[Work request]
Strip the pictures and reproduce the rest of the listing exactly.
Start of Data provided
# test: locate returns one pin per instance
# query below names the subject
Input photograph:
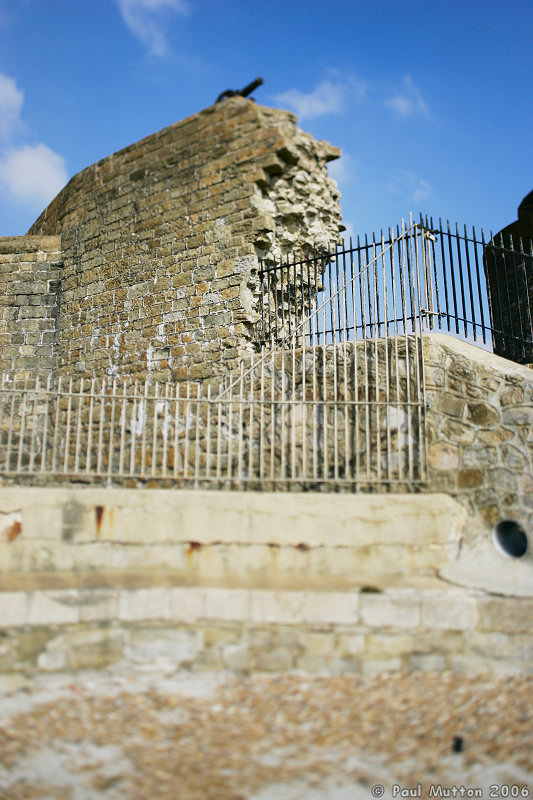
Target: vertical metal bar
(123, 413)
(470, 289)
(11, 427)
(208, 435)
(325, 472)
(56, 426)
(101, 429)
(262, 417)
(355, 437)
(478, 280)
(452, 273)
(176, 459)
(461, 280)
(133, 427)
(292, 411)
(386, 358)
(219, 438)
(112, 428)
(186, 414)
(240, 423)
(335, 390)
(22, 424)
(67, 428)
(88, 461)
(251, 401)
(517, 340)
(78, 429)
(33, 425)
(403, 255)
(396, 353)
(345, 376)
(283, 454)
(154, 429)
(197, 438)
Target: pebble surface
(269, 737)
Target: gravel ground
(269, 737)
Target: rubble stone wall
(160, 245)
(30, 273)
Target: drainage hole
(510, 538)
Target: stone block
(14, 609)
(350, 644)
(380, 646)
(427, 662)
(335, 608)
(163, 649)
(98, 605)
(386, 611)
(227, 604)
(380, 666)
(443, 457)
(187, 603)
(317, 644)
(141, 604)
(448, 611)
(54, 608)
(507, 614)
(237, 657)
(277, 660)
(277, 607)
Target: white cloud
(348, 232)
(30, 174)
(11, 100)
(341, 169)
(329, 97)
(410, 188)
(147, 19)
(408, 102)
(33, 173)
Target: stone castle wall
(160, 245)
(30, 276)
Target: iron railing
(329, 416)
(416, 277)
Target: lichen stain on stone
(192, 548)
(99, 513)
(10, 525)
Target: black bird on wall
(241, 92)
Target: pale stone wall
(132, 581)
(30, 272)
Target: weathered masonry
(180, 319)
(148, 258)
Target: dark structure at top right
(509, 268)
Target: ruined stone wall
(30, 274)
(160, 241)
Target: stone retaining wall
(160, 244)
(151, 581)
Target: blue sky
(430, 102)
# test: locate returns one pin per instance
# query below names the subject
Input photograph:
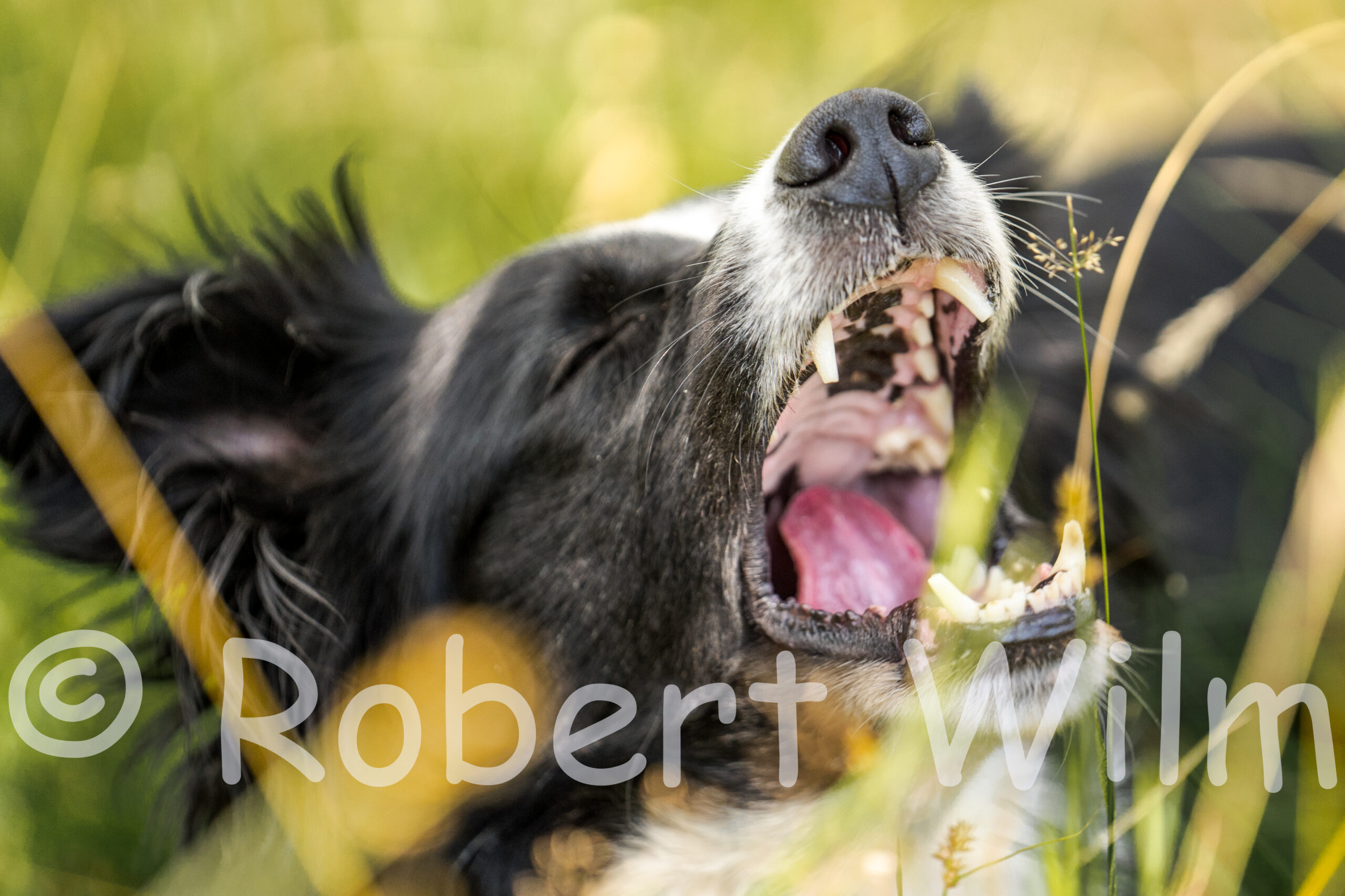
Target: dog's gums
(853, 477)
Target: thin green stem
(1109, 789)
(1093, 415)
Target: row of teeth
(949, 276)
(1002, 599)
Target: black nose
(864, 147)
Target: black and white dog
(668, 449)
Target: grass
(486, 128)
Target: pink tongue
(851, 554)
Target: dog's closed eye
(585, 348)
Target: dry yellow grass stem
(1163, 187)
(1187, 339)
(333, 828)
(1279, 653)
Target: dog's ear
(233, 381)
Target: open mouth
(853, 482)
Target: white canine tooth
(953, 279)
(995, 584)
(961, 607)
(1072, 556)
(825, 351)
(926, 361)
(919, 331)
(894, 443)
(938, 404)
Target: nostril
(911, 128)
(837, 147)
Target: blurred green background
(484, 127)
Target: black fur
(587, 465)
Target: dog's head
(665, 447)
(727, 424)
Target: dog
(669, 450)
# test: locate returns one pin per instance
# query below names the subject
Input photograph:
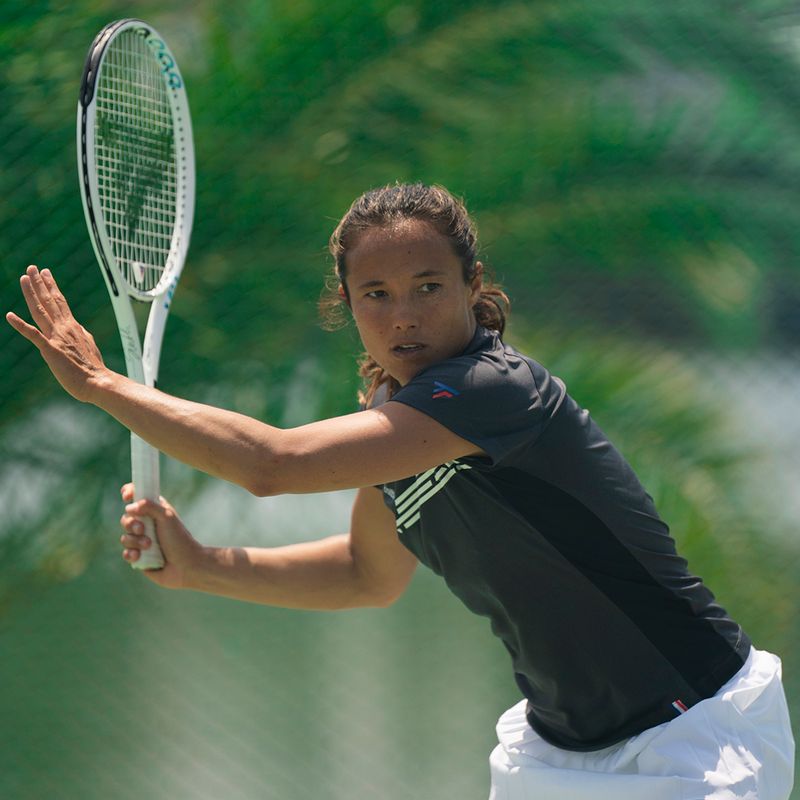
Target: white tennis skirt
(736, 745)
End of Data provided
[Answer box]
# test: locate returns one pin per instance
# query below names the subject
Input photograph:
Target: vertical metal bar
(123, 413)
(470, 289)
(11, 427)
(208, 435)
(325, 472)
(56, 426)
(101, 429)
(262, 417)
(355, 437)
(478, 280)
(452, 273)
(176, 459)
(461, 280)
(133, 427)
(292, 411)
(386, 358)
(219, 438)
(112, 428)
(186, 414)
(240, 423)
(335, 390)
(22, 424)
(67, 428)
(88, 461)
(251, 401)
(517, 340)
(78, 429)
(33, 425)
(403, 255)
(396, 353)
(345, 376)
(283, 454)
(154, 429)
(197, 438)
Target: pebble surface
(269, 737)
Target: gravel ground
(269, 737)
Target: rubble stone wall
(160, 245)
(30, 273)
Target: drainage hole
(510, 538)
Target: stone block
(14, 609)
(350, 644)
(380, 646)
(427, 662)
(335, 608)
(163, 649)
(98, 605)
(386, 611)
(227, 604)
(380, 666)
(443, 457)
(187, 603)
(317, 644)
(141, 604)
(448, 611)
(54, 608)
(507, 614)
(237, 657)
(277, 660)
(277, 607)
Target: white cloud
(348, 232)
(30, 174)
(11, 100)
(341, 169)
(329, 97)
(410, 188)
(147, 19)
(408, 102)
(33, 173)
Target: stone castle wall
(160, 245)
(30, 276)
Target: iron railing
(329, 416)
(416, 277)
Target: lichen stain on stone
(192, 548)
(99, 513)
(10, 525)
Target: black bird on wall
(241, 92)
Target: pale stone wall
(132, 581)
(30, 272)
Target: weathered masonry
(180, 319)
(148, 258)
Target: dark structure at top right
(509, 268)
Target: ruined stone wall
(30, 274)
(160, 241)
Target: stone retaining wall
(160, 244)
(151, 581)
Target: blue sky
(430, 102)
# test: locate returns one pin per instance
# query below names the subject
Input photograph:
Target: dog's gums
(853, 477)
Target: thin green stem
(1109, 789)
(1093, 415)
Target: row of teeth
(949, 276)
(1002, 599)
Target: black nose
(864, 147)
Target: black and white dog
(668, 449)
Target: grass
(486, 128)
Target: pink tongue
(851, 554)
Target: dog's closed eye
(585, 348)
Target: dry yellow grass stem
(1163, 187)
(1187, 339)
(333, 828)
(1279, 653)
Target: dog's ear
(233, 381)
Target: open mouth
(853, 482)
Target: white canine tooth
(953, 279)
(995, 584)
(961, 607)
(1072, 556)
(825, 351)
(926, 361)
(919, 331)
(894, 443)
(938, 404)
Target: nostril
(911, 128)
(837, 147)
Target: blurred green background
(484, 127)
Target: black fur
(587, 465)
Target: dog's head
(665, 447)
(727, 424)
Target: dog
(669, 450)
# test: locate returns one pin per instance
# query below names the subject
Input photograph:
Target: white tennis skirt
(736, 745)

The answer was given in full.